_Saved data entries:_
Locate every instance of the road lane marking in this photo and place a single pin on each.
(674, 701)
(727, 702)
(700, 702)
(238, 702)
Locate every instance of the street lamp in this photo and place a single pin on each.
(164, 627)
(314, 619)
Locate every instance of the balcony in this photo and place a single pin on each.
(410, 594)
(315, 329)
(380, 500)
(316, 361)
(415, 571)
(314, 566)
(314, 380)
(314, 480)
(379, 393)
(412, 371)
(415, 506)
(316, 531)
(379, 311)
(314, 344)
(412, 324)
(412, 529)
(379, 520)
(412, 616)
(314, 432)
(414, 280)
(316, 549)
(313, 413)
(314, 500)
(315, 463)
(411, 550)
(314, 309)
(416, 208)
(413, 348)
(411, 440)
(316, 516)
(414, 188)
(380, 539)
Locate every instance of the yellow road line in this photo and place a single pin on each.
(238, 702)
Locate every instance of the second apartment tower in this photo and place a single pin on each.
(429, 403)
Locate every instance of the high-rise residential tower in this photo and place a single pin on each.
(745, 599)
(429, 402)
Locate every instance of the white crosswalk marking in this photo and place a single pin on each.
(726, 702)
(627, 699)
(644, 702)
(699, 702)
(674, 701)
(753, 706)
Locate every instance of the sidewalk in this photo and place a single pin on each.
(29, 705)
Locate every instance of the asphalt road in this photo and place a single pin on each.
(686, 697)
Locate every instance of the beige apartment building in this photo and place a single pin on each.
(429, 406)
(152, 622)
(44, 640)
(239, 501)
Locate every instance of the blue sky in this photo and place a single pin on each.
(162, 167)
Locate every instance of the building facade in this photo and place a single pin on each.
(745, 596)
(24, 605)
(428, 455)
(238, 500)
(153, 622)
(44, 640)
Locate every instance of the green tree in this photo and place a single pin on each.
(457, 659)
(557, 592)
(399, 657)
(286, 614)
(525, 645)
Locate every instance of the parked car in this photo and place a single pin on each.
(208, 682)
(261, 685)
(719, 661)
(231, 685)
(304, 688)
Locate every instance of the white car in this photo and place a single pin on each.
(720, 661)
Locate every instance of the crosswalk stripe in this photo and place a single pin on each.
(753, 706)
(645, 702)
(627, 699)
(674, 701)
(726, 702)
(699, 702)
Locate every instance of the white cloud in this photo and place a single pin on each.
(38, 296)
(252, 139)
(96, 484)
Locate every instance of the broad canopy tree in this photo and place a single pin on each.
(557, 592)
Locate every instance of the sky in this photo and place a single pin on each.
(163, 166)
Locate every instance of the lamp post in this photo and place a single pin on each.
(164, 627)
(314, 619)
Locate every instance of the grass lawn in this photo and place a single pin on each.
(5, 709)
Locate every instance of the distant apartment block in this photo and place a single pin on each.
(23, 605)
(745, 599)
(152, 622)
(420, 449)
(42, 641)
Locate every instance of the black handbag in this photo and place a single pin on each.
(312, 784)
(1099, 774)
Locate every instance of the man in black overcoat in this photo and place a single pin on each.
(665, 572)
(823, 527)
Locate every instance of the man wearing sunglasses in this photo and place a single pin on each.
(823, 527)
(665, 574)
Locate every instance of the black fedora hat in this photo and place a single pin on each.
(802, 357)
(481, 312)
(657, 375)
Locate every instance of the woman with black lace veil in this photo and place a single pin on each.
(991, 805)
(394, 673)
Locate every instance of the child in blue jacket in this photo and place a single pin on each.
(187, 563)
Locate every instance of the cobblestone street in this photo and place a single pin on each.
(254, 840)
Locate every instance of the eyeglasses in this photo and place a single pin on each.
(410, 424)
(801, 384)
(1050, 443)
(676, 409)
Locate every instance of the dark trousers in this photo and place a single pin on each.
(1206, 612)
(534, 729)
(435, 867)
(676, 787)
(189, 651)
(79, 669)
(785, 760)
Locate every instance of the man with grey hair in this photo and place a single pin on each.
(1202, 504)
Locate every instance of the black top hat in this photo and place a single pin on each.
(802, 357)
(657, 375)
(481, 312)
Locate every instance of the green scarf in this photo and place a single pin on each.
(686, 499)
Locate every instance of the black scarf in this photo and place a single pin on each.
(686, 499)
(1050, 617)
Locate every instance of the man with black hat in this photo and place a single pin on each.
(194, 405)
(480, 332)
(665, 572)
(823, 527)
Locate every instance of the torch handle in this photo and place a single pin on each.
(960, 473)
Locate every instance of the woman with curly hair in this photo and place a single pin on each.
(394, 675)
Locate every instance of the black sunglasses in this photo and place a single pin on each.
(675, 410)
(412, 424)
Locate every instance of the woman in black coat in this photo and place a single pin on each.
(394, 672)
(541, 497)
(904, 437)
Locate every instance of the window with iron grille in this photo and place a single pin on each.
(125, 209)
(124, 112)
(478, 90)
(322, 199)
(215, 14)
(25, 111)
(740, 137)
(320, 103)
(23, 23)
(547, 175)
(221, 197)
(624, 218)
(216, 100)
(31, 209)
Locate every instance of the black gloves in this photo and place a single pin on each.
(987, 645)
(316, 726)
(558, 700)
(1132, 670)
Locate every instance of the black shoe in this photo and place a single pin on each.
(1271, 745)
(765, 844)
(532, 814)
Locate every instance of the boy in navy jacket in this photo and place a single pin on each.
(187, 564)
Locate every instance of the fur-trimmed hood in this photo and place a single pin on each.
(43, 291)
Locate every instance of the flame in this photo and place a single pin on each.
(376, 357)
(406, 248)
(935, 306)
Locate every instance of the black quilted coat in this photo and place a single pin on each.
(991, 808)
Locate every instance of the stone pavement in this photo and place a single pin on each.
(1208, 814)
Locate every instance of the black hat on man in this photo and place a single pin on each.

_What the task requires:_
Give back all the data exactly as it was written.

_Written response:_
Locate every instance of the road lane marking in this photo and place a single pin on each.
(674, 701)
(727, 702)
(700, 702)
(238, 702)
Locate every instance of the street lamp in this photo and place a single pin on each.
(164, 627)
(314, 619)
Locate every instance of the balcony in this photo and place a single pin on each.
(410, 594)
(315, 329)
(380, 500)
(316, 361)
(415, 571)
(314, 566)
(314, 380)
(314, 480)
(379, 393)
(412, 371)
(415, 506)
(316, 531)
(379, 311)
(314, 344)
(412, 324)
(412, 529)
(379, 520)
(412, 616)
(314, 432)
(414, 280)
(316, 549)
(313, 413)
(314, 500)
(315, 463)
(411, 550)
(314, 309)
(416, 208)
(413, 348)
(411, 440)
(316, 516)
(414, 188)
(380, 539)
Locate every instance of the yellow road line in this photo and place a single pin on each.
(238, 702)
Locate every instance of the second apartment tower in this photo and place a single pin on each.
(429, 403)
Locate every instance of the high-rise residential tower in this photo and place a single pin on each.
(745, 599)
(429, 402)
Locate every instance of the white crosswalk marking in this photo and place a single pin on each.
(726, 702)
(627, 699)
(644, 702)
(699, 702)
(674, 701)
(753, 706)
Locate every instance of the sidewalk in this photo and place a single pin on each.
(29, 705)
Locate every instance of the asphalt road in this photo and place a single pin on each.
(686, 697)
Locate every instance of the beige apartment building in this photo and place a single pin on each.
(429, 406)
(152, 622)
(44, 640)
(239, 501)
Locate every instance of the blue sky in this photo and place a single pin on each.
(162, 167)
Locate every instance of the building facade in this photo and place a single pin on each.
(745, 596)
(24, 605)
(428, 455)
(238, 500)
(153, 622)
(44, 640)
Locate every instance of the green tree in this photo and place a single pin on each.
(457, 659)
(557, 592)
(399, 657)
(286, 614)
(525, 645)
Locate every instance of the parked car in this photo and place a single pin on each.
(208, 682)
(261, 685)
(719, 661)
(231, 685)
(304, 688)
Locate every instance of the white car in this photo and place a single pin on each.
(720, 661)
Locate every instance of the crosswalk stripe in this photo and place a single pin on each.
(753, 706)
(645, 702)
(627, 699)
(674, 701)
(726, 702)
(699, 702)
Locate every instance of the white cloud in this photo and place a single pin on each.
(38, 296)
(252, 139)
(96, 484)
Locate every instance of the broad canopy tree in this photo and place a single pin on each.
(557, 592)
Locate every instance of the sky in this photo and place a single pin on each.
(163, 166)
Locate every instance of the lamp post in this photo and place a single pin on each.
(164, 627)
(314, 619)
Locate every instance of the grass lawn in this photo and place a single pin on each.
(5, 709)
Locate every instance of the distant apartment block in this photo and place a single pin on each.
(23, 605)
(745, 599)
(152, 622)
(420, 449)
(42, 641)
Locate every instance of the black handbag in this photo and place a single pin on each.
(312, 784)
(1099, 774)
Locate every instance of the man in black overcoat in this photo and place a single pin on each.
(665, 572)
(823, 527)
Locate every instance of the man wearing sunglasses in this photo and place a single pin on each.
(823, 527)
(665, 574)
Locate every instance of the black fedora hat in this photo and place a single pin on each.
(802, 357)
(481, 312)
(657, 375)
Locate every instance of the woman with black lace veil in this photo and place a single pin on each.
(991, 805)
(394, 673)
Locate every instance of the child in blue jacket in this photo and place a single pin on each.
(187, 563)
Locate every instance of the cobblestone street in this photo and place a single pin on each.
(254, 840)
Locate every instance of the eyeglasses in this photo and place a single pin on each.
(410, 424)
(801, 384)
(1050, 443)
(676, 409)
Locate every instance of the dark trousers in this photo and place a single pin on each.
(1206, 612)
(534, 729)
(435, 867)
(676, 787)
(189, 651)
(79, 669)
(785, 760)
Locate every instance of the man with grey hair in this photo and place a single pin on each.
(1202, 504)
Locate every instance of the black top hat in this photo and place a single pin on each.
(802, 357)
(657, 375)
(481, 312)
Locate every instance of the green scarf in this photo and place a single pin on each.
(686, 499)
Locate every instance of the black scarf in this photo and place a single pin on each.
(686, 499)
(1050, 617)
Locate every instance of the man with black hat in this photo and place a single pin on each.
(194, 405)
(480, 332)
(665, 572)
(823, 527)
Locate every instance of the torch handle in this photo and place a single pin on each.
(960, 473)
Locate every instance of the woman with curly hair in this photo and place a single pin on each.
(394, 675)
Locate every instance of the black sunglasses in this photo and place a single pin on each.
(675, 410)
(412, 424)
Locate every instance of the woman in black coat in this photo and place a single pin on each.
(394, 672)
(541, 497)
(904, 437)
Locate every instance of the window with iron grille in this photo and place a single pin on each.
(125, 209)
(124, 112)
(478, 90)
(322, 199)
(215, 14)
(25, 111)
(740, 137)
(320, 103)
(23, 23)
(547, 175)
(221, 197)
(624, 218)
(216, 100)
(31, 209)
Locate every instance of the black gloves in this photo and place a single pin on each.
(987, 645)
(316, 726)
(558, 700)
(1132, 670)
Locate every instance of the black shoe in this photo and place a single pin on each.
(1271, 745)
(765, 844)
(532, 814)
Locate every instance of the boy in navy jacket in this photo and place a single pin on each.
(187, 564)
Locate every instance of the fur-trimmed hood in this photo and place a single pin on each.
(43, 291)
Locate every instance of the flame in this photo and place a single pin on each.
(376, 357)
(406, 248)
(935, 306)
Locate every instance of the black quilted coat in this photo and place a single pin on each.
(991, 808)
Locate every instance of the stone pavement in this photo and place a single pin on each.
(1208, 814)
Locate every instance of the black hat on man in this photo and place a single pin on each.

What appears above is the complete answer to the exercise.